やること →
(a) 抜粋の中の「すぐに私はボブ・ディランのマネージャーのジェフ・ローゼンにコンタクトを取り、ディランの詩を私の音楽に使用したいという考えを伝えた。」という文を英語にしてください。
(b) 抜粋のうち、「シルヴィア・マクネアーからカ」から始まって「ったく聞いたことがなかった。」まで続く部分を、一字一句そのまま書き写してください。

抜粋 →
-------------------------
ディランの詩から新たなパワーを引き出したコリリアーノの音楽
コリリアーノ:ミスター・タンブリンマン
─ボブ・ディランの7つの詩(2003)(日本初演)
John Corigliano
コリリアーノ:ミスター・タンブリンマン−ボブ・ディランの7つの詩
2008年グラミー賞受賞作品
(クラシック現代作品部門、ベスト・クラシカル・ヴォーカル・パフォーマンス部門)
シルヴィア・マクネアーからカーネギー・ホールで歌う大きな連作歌曲を作曲してほしいと依頼された時、彼女が私に提示した希望はただ一つ、アメリカのテクストを使ってほしい、ということだった。
成人後の私の作品で、テクストを扱った詩人は4人だけである。スティーブン・スペンダー、リチャード・ウィルバー、ディラン・トーマス(私のオラトリオ《ディラン・トーマスの詩による3部作》は彼の傑作に基づいている)、そしてウィリアム・M・ホフマンである。ウィリアムとのコラボレーションは数々あるが、オペラ『ヴェルサイユの幽霊』が筆頭にあげられる。今回も彼に新しいテクストを創作してもらうほか、私にはアイデアが浮かばなかった。
ただし、ボブ・ディランというフォーク・シンガー/ソングライターの評判が非常に高いことはいつも聞いていた。だが私は自分のオーケストラの書法を磨くことに懸命で、世界中がディランの歌を聞いていたころ、私は彼の曲をまったく聞いたことがなかった。
そこで彼の詩集を買ってみた。すると多くの詩に、私の知るどの詩にも引けをとることのない、美しく、すぐに心に響く言葉が並んでいるのがわかった。そして驚いたことに、私自身の音楽言語との相性がぴったりだと感じた。すぐに私はボブ・ディランのマネージャーのジェフ・ローゼンにコンタクトを取り、ディランの詩を私の音楽に使用したいという考えを伝えた。
-------------------------
データ →

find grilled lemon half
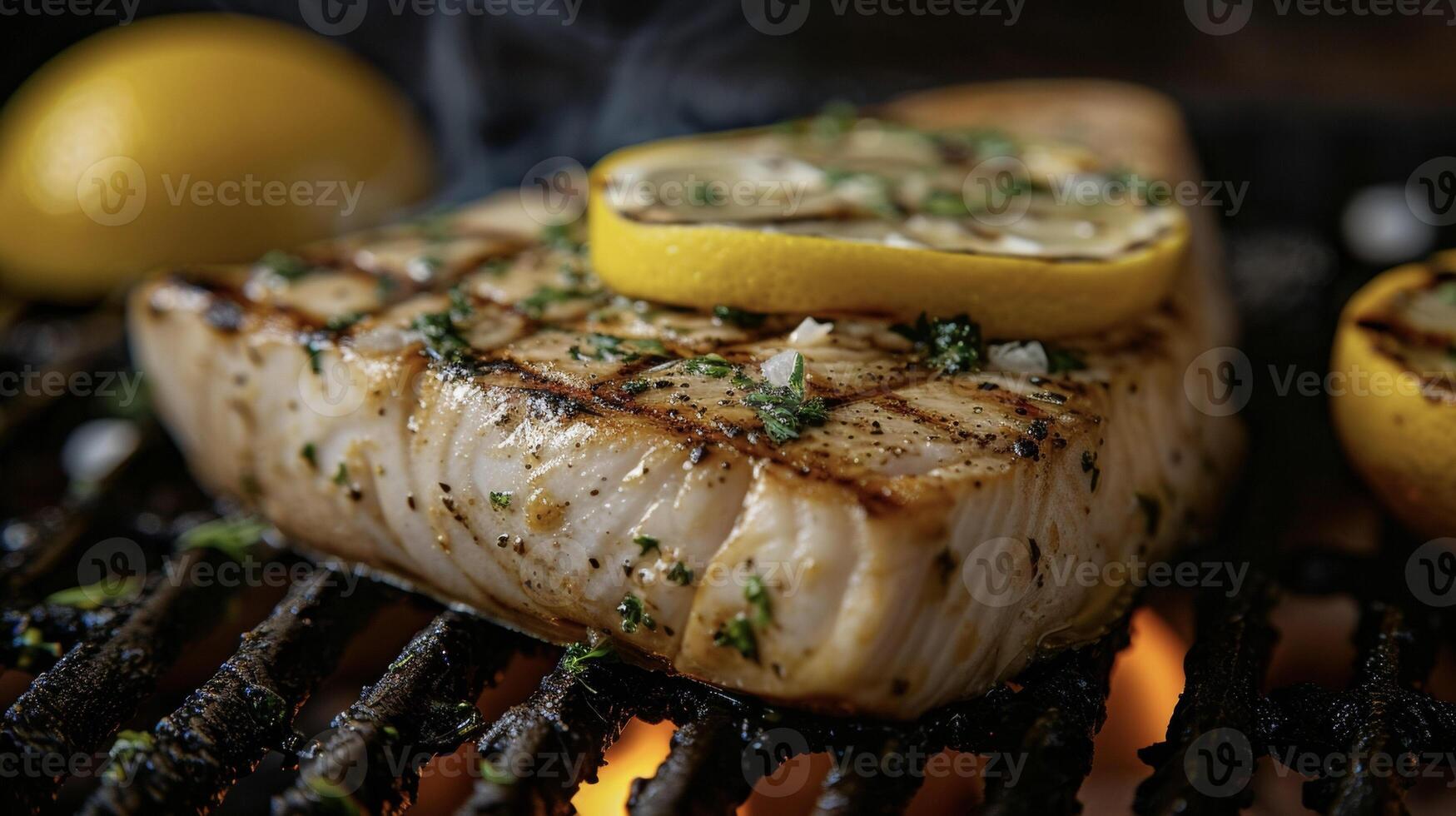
-------------------------
答え →
(a) I immediately got in touch with Bob Dylan's manager, Jeff Rosen, and conveyed my idea of using Dylan's poems in my music.

(b)
シルヴィア・マクネアーからカーネギー・ホールで歌う大きな連作歌曲を作曲してほしいと依頼された時、彼女が私に提示した希望はただ一つ、アメリカのテクストを使ってほしい、ということだった。
成人後の私の作品で、テクストを扱った詩人は4人だけである。スティーブン・スペンダー、リチャード・ウィルバー、ディラン・トーマス(私のオラトリオ《ディラン・トーマスの詩による3部作》は彼の傑作に基づいている)、そしてウィリアム・M・ホフマンである。ウィリアムとのコラボレーションは数々あるが、オペラ『ヴェルサイユの幽霊』が筆頭にあげられる。今回も彼に新しいテクストを創作してもらうほか、私にはアイデアが浮かばなかった。
ただし、ボブ・ディランというフォーク・シンガー/ソングライターの評判が非常に高いことはいつも聞いていた。だが私は自分のオーケストラの書法を磨くことに懸命で、世界中がディランの歌を聞いていたころ、私は彼の曲をまったく聞いたことがなかった。